:: Your task ::
From the passage on the amended CLS Holdings debentures, list every Original Debenture identifier it names.

++++ Quoted passage

Effective as of May 31, 2023, CLS Holdings USA, Inc. (the “Company”), entered into amendments to six debentures (each an “Amended and Restated Unsecured Debenture” and, collectively, the “Amended and Restated Unsecured Debentures”), originally issued in connection with the Company’s November 2021 debenture offering (the “November 2021 Debenture Offering”). The amendments amend six debentures totaling $2.5 million, issued by the Company in the November 2021 Debenture Offering from December 1, 2021, through January 4, 2022 (the “Original Debentures”). The Company issued one of the six Original Debentures (CLSH2022-D1) for $250,000 on December 1, 2021. On December 21, 2021, the Company issued another of the six Original Debentures (CLSH2022-D2) for $250,000 and one of the six Original Debentures (CLSH2022-D3) for $500,000. The Company issued the remaining three Original Debentures (CLSH2022-D4, CLSH2022-D5 and CLSH2022-D6) for $500,000 each on January 4, 2022. The Company also issued an aggregate of 3,030,304 warrants to purchase its common stock at an exercise price of $0.4125 per share to the purchasers of the Original Debentures in the November 2021 Debenture Offering. The terms of the warrants remain the same after the amendments to the Original Debentures.
Under the Amended and Restated Unsecured Debentures, the maturity dates of Original Debentures CLSH2022-D1, CLSH2022-D3, CLSH2022-D4, CLSH2022-D5 and CLSH2022-D6 are extended to October 31, 2024 (the “Maturity Date”). In the case of Original Debenture CLSH2022-D2 the Maturity Date remains the same following amendment. In the case of all but Original Debenture CLSH2022-D2, the payment terms of the Original Debentures are amended to require the Company to make its first payment of principal and interest on June 30, 2023, followed by a quarterly payment of principal and interest on September 30, 2023. Beginning October 31, 2023, the Company is required to pay the note holders principal and interest monthly through the Maturity Date. In the case of Original Debenture CLSH2022-D2, the terms are amended to require the Company to make its first payment of principal and interest on June 30, 2023 followed by monthly payments of principal and interest through the Maturity Date. The terms of the Original Debentures required the Company to pay accrued interest quarterly, one-half (50%) of the original principal amount on July 10, 2023, and the remaining outstanding principal and accrued interest on July 10, 2024. All other material terms of the Original Debentures, with the exception of the new payment schedules, remain the same.

++++++++
++++ Given records

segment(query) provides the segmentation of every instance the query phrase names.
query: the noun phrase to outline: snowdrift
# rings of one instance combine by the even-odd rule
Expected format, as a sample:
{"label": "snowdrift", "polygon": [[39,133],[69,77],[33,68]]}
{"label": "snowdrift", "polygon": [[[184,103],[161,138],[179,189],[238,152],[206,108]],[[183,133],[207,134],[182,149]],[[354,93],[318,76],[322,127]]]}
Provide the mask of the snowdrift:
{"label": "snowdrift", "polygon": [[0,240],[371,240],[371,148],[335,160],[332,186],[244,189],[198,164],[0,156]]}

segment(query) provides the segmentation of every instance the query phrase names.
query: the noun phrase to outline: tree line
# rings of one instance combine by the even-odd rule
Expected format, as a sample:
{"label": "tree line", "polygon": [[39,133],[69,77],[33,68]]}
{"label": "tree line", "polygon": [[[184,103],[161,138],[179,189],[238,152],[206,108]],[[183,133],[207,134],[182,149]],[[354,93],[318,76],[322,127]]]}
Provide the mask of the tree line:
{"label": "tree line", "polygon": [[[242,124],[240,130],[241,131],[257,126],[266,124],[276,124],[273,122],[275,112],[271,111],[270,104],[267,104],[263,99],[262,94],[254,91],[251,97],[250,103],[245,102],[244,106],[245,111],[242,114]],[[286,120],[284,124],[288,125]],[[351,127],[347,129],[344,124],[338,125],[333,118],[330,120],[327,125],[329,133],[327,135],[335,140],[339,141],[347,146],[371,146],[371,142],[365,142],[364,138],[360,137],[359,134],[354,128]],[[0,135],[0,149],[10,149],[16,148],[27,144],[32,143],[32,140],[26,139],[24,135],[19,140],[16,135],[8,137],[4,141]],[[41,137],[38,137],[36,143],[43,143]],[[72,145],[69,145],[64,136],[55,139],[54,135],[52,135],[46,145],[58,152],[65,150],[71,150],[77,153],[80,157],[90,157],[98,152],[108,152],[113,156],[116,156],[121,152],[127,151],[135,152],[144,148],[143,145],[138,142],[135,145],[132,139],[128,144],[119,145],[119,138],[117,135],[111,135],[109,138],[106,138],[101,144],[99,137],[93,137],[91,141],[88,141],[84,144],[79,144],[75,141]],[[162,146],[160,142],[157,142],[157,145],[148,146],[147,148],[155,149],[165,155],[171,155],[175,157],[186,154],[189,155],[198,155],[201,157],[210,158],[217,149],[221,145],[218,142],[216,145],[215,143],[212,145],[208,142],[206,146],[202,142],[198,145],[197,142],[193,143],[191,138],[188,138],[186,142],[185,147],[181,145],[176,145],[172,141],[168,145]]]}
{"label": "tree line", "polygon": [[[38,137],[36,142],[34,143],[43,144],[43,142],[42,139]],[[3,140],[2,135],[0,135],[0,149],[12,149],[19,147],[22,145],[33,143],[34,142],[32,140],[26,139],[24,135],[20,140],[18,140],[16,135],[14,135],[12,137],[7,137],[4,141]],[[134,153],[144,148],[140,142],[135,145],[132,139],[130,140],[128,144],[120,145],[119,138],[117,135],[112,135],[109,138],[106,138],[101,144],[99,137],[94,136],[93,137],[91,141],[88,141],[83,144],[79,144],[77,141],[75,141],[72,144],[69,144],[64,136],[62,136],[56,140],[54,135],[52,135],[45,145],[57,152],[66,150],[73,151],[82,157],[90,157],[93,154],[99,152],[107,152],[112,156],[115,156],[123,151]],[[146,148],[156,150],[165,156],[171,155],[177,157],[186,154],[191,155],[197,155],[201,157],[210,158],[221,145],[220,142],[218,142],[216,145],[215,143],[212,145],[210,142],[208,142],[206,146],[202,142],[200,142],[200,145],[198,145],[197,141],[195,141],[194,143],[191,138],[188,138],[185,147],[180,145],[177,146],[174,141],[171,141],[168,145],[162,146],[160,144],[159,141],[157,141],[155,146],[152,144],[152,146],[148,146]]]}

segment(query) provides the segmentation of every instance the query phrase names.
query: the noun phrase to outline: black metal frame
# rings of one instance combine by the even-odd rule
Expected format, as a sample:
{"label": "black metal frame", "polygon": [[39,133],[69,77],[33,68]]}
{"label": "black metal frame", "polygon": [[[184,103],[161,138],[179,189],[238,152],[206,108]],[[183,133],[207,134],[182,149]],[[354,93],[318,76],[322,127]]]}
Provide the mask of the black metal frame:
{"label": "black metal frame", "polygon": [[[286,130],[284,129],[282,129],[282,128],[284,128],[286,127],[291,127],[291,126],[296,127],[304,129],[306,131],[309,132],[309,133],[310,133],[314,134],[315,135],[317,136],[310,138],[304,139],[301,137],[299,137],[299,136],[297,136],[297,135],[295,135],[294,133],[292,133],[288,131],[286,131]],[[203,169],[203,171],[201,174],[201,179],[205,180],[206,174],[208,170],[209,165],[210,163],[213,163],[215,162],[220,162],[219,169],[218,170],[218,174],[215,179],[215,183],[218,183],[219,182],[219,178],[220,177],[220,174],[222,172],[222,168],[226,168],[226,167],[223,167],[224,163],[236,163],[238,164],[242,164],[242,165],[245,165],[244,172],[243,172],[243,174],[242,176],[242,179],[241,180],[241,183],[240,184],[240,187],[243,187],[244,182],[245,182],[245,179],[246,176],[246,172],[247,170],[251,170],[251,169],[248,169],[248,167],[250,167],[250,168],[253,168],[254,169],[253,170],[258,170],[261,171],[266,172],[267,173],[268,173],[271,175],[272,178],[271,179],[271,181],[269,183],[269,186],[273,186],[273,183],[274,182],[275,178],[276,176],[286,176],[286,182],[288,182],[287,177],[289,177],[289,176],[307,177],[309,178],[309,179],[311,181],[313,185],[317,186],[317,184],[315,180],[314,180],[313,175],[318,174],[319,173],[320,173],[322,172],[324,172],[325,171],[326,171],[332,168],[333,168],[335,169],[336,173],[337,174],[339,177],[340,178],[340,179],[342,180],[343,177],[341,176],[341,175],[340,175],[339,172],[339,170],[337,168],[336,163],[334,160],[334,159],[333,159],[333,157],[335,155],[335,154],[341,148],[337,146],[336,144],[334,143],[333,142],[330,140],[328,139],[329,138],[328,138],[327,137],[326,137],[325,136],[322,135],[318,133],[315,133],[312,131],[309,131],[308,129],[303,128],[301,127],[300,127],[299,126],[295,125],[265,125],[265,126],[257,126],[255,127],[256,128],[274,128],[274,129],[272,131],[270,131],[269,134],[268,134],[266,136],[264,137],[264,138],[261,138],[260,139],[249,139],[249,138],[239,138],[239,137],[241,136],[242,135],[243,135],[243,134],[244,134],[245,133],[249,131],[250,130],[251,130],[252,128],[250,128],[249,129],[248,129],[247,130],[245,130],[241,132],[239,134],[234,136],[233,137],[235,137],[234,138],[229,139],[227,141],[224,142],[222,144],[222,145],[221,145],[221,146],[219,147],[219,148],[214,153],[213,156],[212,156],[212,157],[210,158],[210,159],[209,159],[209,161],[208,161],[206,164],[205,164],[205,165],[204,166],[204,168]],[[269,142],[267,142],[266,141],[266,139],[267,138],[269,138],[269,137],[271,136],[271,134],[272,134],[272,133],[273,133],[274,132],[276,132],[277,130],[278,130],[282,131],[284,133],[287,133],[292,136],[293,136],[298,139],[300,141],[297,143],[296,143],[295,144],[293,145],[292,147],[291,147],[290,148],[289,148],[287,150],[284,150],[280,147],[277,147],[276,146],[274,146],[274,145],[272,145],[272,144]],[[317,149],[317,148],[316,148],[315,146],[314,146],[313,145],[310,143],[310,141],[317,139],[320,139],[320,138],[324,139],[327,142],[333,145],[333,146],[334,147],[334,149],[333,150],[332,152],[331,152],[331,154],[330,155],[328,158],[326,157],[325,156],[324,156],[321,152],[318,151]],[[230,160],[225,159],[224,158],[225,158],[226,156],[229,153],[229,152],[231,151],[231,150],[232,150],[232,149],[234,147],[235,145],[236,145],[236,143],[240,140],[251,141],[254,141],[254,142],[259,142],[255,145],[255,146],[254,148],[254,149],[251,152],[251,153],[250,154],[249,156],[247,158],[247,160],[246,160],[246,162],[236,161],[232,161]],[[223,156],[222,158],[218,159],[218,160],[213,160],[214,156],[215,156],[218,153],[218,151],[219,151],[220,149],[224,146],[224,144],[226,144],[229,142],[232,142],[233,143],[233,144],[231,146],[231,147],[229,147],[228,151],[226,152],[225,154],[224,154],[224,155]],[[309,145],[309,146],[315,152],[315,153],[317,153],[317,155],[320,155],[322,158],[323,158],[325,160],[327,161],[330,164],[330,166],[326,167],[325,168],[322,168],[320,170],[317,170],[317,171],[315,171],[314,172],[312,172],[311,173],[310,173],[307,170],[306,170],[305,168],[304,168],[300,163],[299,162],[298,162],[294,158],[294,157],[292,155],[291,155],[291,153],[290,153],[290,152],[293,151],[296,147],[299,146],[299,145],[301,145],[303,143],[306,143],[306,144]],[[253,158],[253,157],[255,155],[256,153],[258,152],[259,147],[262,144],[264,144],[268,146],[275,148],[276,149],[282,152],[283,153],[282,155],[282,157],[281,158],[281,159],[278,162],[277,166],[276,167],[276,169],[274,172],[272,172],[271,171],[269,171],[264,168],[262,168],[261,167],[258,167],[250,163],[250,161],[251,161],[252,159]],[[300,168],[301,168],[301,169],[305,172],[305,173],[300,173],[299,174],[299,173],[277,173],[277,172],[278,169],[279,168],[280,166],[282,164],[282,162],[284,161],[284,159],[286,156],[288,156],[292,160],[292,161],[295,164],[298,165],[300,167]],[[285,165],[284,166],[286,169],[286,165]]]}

++++++++

:: Reply ::
CLSH2022-D1, CLSH2022-D2, CLSH2022-D3, CLSH2022-D4, CLSH2022-D5, CLSH2022-D6